## Goal of the exercise:
Extract each line from the items below that includes the string "input".

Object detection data
** Start **

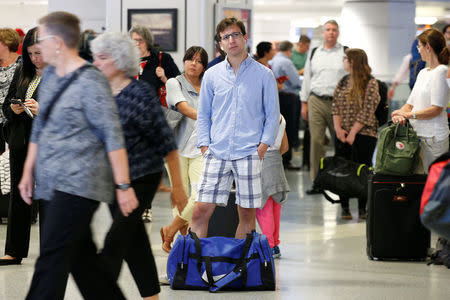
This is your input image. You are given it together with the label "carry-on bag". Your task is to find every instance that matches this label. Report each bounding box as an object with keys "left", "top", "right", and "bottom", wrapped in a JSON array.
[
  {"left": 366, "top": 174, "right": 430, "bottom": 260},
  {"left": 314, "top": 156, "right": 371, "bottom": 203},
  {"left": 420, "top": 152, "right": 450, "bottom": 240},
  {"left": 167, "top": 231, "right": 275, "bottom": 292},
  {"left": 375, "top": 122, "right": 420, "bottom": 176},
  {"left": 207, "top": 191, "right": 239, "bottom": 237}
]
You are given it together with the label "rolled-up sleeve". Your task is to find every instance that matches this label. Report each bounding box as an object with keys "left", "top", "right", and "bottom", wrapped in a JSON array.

** End **
** Start **

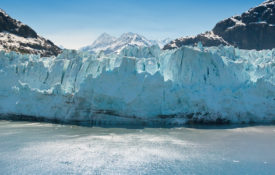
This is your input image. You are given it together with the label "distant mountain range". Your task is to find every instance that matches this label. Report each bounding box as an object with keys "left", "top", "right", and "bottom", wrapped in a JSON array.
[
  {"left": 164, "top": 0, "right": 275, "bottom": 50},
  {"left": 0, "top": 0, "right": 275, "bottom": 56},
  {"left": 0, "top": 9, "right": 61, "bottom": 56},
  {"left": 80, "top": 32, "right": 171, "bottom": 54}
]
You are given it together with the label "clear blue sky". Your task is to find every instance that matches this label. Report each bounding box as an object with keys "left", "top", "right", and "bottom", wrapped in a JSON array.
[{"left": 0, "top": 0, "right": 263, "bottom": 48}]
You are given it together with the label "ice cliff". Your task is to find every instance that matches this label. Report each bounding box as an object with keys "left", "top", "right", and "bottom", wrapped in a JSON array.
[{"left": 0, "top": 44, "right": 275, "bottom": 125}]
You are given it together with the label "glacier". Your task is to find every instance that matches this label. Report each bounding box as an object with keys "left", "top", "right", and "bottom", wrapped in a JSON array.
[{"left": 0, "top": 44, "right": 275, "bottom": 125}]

** End **

## Exercise output:
This is your input image. You are given it together with the label "carry-on bag". Your task is to find every instance that matches this label. Report each bounding box as an object with keys "left", "top", "right", and "bottom", wrapped in a JSON array.
This is your input image. You are given it together with the label "distant mountain range". Your task is to find every instance that matches this label. Report each bounding box as an object with keys "left", "top", "right", and "bottom", wrapped in a JSON array.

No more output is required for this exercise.